- _WHAT NEEDS TO BE DONE_: Your task is to reproduce exactly the lines from the line with "Annotation task — locate each instance of the reflection" through the end of the records below.

- _INFORMATION PROVIDED_:
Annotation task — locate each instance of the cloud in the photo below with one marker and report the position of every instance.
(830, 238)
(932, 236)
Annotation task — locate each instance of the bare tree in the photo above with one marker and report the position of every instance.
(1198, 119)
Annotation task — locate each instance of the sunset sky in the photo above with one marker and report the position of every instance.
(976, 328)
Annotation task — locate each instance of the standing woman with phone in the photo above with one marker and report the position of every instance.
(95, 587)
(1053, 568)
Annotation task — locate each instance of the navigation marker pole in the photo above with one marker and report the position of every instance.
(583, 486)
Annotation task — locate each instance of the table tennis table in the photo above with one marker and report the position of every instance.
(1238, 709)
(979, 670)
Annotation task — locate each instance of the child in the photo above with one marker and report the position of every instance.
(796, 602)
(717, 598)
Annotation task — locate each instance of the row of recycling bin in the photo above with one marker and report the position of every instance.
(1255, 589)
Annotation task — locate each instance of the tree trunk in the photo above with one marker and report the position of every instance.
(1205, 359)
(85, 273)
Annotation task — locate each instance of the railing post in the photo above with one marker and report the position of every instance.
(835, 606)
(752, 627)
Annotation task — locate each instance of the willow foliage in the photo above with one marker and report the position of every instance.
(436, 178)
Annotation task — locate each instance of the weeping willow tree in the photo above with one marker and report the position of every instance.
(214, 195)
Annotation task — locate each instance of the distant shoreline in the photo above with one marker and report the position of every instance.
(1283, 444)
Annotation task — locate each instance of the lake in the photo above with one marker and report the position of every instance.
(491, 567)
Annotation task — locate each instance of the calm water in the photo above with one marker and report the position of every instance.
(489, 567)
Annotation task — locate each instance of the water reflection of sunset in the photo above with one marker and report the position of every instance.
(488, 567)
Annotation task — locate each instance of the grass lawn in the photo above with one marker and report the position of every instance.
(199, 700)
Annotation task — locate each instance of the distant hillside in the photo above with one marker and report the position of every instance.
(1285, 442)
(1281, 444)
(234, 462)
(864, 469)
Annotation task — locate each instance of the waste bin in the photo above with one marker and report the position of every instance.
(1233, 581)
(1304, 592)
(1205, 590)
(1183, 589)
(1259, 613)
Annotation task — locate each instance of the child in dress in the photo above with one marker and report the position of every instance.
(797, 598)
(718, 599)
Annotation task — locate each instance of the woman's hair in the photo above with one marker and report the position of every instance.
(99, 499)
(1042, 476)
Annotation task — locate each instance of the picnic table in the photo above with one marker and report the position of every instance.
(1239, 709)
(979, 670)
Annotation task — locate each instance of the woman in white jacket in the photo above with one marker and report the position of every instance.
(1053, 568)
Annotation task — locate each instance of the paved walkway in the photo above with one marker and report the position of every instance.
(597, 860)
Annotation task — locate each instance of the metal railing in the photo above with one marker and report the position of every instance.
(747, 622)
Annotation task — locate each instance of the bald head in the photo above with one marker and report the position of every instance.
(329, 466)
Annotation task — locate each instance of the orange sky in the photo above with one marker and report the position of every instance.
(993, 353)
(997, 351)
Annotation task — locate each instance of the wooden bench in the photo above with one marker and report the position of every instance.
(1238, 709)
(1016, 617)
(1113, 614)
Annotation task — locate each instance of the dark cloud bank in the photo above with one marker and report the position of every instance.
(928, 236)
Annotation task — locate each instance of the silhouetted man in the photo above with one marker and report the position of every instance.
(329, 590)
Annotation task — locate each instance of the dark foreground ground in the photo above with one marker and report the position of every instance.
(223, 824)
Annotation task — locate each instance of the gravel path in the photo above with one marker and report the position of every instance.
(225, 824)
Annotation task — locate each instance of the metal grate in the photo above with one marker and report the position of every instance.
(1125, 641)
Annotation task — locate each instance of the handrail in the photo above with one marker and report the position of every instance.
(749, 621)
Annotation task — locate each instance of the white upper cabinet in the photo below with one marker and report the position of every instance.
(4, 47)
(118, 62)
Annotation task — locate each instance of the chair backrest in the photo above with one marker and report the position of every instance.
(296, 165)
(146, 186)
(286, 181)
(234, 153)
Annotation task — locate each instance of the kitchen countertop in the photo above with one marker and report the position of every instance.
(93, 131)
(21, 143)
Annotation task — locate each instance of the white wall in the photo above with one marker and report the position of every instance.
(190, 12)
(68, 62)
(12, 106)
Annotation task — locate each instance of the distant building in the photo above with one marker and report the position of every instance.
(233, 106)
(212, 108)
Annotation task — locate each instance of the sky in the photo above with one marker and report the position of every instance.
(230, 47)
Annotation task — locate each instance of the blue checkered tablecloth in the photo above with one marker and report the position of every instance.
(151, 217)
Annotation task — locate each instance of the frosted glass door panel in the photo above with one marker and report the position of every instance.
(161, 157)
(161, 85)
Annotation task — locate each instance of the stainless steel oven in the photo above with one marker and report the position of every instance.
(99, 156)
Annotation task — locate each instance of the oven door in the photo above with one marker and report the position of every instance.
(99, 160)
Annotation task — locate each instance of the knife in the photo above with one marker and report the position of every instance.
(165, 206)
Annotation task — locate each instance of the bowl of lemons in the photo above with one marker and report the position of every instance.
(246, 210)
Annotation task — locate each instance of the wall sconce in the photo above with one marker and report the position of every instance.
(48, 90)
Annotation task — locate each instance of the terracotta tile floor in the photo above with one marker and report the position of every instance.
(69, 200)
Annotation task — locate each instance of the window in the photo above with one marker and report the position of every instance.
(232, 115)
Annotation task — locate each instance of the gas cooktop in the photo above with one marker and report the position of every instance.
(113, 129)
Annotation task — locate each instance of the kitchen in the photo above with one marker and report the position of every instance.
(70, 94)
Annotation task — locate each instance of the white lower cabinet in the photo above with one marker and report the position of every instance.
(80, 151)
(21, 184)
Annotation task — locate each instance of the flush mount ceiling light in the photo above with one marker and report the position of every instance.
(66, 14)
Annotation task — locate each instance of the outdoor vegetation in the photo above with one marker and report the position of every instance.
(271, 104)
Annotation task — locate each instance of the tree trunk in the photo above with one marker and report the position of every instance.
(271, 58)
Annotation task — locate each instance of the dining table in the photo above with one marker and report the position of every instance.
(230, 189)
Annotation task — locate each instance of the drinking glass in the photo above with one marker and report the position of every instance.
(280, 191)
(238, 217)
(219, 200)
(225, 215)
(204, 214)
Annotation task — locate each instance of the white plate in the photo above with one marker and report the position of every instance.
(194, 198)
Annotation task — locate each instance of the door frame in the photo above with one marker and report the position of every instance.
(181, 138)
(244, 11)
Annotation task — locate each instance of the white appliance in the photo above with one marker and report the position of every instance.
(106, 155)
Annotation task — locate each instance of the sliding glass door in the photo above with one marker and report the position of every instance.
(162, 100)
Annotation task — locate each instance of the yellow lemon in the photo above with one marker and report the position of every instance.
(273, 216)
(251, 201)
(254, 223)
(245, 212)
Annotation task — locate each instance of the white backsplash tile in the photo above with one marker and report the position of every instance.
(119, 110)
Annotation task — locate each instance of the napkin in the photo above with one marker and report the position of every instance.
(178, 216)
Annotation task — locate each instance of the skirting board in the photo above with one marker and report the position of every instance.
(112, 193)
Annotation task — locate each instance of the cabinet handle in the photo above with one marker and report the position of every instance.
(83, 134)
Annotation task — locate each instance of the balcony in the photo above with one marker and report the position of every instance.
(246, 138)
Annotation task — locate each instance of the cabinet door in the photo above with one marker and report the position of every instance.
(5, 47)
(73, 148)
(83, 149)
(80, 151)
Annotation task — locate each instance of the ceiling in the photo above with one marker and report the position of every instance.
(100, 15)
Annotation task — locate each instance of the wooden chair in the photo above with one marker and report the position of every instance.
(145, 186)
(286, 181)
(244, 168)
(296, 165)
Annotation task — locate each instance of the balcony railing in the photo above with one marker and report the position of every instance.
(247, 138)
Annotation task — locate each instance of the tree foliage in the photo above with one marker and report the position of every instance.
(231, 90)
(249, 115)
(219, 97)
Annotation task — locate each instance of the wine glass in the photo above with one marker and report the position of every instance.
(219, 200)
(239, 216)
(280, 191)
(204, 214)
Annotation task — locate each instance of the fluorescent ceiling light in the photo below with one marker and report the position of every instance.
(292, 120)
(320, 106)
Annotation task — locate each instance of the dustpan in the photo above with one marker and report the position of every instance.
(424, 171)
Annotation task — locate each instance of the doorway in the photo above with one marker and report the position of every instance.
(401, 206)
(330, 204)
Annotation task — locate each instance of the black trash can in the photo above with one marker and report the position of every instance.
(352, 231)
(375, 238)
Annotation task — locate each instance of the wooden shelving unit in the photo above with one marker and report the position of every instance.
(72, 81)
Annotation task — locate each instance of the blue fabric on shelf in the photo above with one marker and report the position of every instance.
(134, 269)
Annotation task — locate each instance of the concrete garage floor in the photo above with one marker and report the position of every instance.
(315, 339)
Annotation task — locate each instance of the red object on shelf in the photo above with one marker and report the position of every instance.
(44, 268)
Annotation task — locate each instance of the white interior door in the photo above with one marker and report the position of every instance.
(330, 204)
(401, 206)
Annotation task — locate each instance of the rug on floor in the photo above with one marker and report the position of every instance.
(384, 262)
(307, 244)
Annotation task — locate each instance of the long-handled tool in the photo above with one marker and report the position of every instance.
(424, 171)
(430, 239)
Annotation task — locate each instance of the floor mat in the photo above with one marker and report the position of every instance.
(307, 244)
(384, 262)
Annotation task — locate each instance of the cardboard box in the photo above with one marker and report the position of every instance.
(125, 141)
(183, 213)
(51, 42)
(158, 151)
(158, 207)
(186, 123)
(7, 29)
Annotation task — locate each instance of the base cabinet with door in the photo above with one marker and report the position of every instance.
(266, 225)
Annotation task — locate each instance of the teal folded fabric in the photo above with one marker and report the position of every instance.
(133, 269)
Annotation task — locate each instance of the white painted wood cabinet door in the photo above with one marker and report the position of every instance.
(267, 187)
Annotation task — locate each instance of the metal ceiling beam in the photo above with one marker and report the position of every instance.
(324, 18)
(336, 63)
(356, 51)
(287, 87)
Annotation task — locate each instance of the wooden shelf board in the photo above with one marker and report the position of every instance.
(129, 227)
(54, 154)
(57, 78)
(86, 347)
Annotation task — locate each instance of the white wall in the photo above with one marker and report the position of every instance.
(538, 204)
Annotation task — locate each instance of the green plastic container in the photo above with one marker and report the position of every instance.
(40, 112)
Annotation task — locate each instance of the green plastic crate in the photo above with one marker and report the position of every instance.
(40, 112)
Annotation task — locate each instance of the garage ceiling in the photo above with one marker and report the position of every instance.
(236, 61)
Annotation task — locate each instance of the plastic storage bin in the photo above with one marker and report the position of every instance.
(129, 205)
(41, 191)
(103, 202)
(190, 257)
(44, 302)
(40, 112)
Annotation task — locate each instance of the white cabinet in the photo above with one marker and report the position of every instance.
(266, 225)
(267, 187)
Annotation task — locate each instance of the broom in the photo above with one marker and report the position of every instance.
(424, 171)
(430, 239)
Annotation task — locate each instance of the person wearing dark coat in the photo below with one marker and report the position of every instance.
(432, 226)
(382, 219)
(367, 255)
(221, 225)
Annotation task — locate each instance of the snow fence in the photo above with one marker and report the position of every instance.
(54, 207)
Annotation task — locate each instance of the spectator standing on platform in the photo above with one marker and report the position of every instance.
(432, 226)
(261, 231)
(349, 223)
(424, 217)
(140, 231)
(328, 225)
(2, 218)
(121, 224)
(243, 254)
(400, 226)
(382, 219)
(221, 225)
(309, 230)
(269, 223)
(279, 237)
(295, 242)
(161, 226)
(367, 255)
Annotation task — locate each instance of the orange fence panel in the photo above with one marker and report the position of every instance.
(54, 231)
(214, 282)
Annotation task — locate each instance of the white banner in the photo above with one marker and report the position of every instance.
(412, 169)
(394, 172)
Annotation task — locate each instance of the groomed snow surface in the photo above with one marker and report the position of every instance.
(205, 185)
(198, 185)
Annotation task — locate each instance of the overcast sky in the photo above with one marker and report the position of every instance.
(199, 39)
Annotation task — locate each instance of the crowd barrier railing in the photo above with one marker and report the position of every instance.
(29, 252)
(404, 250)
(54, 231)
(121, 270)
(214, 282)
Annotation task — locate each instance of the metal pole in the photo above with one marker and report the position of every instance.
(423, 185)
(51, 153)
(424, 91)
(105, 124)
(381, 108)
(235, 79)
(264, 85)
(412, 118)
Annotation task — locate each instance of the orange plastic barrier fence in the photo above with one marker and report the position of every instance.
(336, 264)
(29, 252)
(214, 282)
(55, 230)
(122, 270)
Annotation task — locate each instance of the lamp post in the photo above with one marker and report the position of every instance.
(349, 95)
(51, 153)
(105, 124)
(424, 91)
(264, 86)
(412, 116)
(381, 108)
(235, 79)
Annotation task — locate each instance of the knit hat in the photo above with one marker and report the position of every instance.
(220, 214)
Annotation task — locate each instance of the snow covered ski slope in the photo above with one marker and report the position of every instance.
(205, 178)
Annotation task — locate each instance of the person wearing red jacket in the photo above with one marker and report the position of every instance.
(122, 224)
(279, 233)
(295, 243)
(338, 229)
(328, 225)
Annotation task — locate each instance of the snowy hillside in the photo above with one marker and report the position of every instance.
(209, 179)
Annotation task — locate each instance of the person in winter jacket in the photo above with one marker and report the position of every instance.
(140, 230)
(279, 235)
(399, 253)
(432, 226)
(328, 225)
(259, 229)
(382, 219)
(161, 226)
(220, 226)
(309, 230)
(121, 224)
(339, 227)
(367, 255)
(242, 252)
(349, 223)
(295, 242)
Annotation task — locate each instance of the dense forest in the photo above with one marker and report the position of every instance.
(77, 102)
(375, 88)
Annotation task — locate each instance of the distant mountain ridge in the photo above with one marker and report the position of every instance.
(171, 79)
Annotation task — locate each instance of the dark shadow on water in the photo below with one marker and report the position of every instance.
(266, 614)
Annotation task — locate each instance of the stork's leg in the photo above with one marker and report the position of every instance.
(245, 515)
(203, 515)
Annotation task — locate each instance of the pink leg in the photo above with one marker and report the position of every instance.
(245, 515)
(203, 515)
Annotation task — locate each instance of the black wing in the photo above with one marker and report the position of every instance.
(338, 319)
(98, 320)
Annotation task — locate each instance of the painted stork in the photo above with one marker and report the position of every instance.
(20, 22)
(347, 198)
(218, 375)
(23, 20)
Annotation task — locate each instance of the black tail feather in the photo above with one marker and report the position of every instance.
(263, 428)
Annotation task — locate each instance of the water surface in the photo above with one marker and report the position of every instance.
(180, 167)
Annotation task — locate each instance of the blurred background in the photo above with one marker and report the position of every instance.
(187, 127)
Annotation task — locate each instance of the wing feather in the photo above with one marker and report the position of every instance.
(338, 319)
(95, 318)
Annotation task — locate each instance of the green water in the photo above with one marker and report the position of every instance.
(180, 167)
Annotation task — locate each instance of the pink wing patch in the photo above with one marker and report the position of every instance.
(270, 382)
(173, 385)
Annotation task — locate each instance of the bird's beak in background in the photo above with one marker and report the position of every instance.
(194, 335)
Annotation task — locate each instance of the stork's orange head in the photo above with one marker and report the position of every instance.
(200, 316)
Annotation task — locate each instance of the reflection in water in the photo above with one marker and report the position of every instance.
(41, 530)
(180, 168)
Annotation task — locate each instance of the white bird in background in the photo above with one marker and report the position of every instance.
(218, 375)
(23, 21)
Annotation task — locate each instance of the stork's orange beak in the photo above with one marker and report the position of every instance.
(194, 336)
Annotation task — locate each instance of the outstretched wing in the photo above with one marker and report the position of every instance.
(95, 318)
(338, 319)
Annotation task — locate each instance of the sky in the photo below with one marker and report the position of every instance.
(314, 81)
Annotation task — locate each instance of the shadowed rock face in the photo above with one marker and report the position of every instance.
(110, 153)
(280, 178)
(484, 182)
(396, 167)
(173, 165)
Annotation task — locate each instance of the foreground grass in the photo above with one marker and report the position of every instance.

- _WRITTEN SOLUTION_:
Annotation task — locate each instance of the reflection in water in the photo above with one marker and report the position of every instance.
(41, 530)
(180, 168)
Annotation task — locate each instance of the white bird in background in the photo above with one marker and report the position of every instance.
(218, 375)
(23, 21)
Annotation task — locate each instance of the stork's orange beak in the photo above with one marker and report the position of every instance.
(194, 336)
Annotation task — locate each instance of the outstretched wing in the photo above with one marker and report the position of every instance.
(95, 318)
(338, 319)
Annotation task — locate each instance of the sky in the photo below with one marker and report the position of every instance.
(314, 81)
Annotation task — locate each instance of the shadowed rock face in the photo above with one marker and report the position of every instance.
(110, 153)
(280, 178)
(484, 182)
(396, 167)
(173, 165)
Annotation task — locate each instance of the foreground grass in the photo above with one marker and report the position of every instance.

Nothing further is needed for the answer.